INPUT ROWS
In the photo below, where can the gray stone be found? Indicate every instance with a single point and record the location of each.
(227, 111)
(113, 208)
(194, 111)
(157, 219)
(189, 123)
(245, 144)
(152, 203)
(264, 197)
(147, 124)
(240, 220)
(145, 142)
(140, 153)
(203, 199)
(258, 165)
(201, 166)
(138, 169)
==
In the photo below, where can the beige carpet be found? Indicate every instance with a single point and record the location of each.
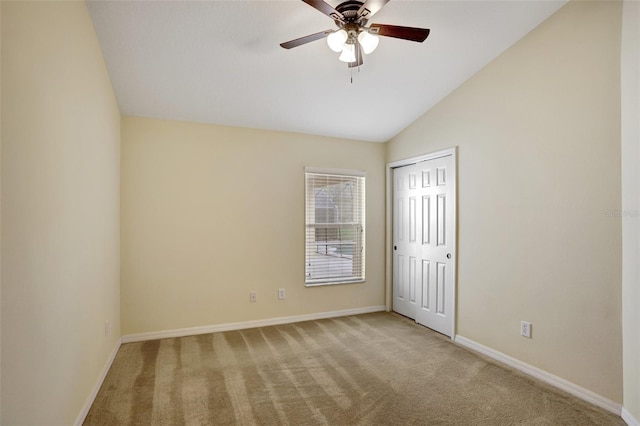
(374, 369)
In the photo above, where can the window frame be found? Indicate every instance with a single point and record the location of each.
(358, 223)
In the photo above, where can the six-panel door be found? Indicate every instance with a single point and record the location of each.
...
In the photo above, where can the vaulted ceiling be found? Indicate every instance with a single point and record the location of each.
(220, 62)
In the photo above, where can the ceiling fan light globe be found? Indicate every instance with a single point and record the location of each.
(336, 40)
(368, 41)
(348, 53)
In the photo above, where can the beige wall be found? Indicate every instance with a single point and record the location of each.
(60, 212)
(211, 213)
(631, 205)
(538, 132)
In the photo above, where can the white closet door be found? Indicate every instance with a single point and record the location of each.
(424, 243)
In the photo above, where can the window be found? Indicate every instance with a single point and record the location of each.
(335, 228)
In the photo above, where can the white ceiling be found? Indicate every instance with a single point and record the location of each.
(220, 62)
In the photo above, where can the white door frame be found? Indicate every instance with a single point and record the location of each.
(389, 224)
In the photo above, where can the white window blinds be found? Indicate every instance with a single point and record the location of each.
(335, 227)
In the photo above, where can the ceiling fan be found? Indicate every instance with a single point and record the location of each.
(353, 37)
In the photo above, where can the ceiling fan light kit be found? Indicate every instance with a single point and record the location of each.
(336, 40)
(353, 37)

EXERCISE DIRECTIONS
Find every line in the items above that contains the word "beige" and copy each of those lines.

RESULT OF THE TASK
In the photo below, where can the beige carpet be found? Indicate every instance with a single point and record the location of each.
In the photo above, where can the beige wall be found? Indicate every instance with a single point and record the location of each.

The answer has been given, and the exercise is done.